Problem to work on »
Some lines in the material below hold the word "fishing". Copy all of them.

--- The data ---

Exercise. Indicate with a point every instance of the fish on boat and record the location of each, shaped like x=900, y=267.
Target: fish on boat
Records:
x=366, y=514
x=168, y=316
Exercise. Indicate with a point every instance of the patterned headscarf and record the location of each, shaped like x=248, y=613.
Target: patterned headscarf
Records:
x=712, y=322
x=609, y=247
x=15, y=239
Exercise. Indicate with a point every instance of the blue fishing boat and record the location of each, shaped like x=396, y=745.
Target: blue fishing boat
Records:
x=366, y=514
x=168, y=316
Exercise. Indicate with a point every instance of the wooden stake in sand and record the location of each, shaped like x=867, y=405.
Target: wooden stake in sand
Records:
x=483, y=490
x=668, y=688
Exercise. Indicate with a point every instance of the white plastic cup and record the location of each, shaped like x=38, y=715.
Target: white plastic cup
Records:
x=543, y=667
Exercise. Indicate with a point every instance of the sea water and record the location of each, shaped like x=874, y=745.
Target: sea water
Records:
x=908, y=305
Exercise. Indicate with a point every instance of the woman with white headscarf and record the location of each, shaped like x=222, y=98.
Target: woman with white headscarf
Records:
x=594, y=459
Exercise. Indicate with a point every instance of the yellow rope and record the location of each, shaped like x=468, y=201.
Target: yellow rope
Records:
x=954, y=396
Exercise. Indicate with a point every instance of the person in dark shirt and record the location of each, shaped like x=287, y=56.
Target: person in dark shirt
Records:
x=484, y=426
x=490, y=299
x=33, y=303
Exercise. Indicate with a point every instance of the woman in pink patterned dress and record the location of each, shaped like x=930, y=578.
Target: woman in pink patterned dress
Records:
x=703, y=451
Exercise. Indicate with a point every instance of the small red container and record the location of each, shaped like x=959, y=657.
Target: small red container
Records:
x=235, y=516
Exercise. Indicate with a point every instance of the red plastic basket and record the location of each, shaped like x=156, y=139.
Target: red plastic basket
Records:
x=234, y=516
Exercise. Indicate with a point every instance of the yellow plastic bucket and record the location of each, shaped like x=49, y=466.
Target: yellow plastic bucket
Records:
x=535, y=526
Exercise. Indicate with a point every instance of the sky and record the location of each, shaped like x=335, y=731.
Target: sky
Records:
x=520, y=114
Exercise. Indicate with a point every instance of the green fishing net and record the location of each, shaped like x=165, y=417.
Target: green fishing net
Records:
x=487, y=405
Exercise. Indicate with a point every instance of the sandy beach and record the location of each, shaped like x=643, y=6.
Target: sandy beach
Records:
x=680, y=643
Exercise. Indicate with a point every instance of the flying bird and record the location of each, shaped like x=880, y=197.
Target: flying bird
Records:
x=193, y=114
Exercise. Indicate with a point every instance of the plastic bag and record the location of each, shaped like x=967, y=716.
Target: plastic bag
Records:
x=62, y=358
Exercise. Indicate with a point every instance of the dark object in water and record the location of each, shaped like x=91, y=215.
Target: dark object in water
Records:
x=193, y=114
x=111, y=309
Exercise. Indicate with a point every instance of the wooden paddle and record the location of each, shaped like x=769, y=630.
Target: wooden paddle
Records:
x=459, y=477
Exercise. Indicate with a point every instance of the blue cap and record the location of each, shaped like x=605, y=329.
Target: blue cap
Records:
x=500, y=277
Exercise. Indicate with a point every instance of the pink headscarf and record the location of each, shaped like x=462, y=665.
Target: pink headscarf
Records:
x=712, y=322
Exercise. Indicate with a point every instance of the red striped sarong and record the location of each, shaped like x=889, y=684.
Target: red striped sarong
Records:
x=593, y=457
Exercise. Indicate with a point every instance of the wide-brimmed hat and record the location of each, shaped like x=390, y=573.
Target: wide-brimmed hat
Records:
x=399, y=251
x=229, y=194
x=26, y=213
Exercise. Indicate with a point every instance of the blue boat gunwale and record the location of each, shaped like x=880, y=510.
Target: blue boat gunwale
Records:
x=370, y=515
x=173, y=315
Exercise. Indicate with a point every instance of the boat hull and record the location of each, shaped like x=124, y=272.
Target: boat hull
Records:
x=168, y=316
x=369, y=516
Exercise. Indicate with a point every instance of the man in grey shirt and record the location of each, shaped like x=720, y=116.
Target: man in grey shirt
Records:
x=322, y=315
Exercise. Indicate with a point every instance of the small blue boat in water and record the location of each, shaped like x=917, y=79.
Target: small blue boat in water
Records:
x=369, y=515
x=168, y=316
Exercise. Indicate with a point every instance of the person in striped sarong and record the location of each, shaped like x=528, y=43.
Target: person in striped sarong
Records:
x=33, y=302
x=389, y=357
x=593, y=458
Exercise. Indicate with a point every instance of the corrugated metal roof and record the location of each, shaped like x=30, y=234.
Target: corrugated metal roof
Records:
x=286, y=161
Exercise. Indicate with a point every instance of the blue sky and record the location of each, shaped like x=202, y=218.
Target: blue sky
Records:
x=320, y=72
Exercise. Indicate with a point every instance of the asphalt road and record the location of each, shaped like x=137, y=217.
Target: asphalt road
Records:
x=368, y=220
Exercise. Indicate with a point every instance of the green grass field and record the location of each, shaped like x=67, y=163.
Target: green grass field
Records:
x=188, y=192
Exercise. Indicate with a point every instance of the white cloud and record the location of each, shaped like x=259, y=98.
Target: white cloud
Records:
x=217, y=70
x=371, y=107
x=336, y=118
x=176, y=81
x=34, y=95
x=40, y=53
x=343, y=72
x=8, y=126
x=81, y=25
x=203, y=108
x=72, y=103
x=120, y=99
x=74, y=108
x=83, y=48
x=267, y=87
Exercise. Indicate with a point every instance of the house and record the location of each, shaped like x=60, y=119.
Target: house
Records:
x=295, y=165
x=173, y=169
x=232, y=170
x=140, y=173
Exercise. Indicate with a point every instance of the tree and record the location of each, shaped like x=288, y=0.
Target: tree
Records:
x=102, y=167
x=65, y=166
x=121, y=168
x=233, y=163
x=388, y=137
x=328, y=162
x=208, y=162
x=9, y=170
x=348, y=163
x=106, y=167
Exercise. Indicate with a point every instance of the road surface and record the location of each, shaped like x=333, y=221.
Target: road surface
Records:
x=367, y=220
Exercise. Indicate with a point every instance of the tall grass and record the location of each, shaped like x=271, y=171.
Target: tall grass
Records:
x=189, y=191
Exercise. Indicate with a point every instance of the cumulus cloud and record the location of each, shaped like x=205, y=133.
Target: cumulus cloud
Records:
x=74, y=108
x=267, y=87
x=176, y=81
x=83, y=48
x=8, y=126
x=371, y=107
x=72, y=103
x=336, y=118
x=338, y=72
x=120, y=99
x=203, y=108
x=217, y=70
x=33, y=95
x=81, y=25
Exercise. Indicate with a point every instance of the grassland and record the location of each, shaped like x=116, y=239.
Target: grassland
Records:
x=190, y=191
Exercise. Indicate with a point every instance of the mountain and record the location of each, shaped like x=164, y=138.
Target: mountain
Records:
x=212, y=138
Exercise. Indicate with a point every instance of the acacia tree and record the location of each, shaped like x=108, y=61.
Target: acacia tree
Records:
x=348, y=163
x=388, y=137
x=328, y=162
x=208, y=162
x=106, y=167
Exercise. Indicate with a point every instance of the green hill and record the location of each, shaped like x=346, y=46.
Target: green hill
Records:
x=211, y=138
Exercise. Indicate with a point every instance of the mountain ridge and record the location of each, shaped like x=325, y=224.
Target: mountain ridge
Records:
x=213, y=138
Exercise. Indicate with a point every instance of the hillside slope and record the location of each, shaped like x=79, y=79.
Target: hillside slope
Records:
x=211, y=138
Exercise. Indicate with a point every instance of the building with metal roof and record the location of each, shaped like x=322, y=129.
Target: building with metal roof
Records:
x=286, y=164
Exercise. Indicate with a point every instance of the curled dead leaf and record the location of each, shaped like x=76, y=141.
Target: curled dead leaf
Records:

---

Task response »
Exercise. Indicate with a point every instance of the blue fishing boat and record the location of each, shaped like x=396, y=745.
Target: blue fishing boat
Exercise. Indicate with a point every instance of the green fishing net and record the location of each, shaped like x=165, y=417.
Target: green fishing net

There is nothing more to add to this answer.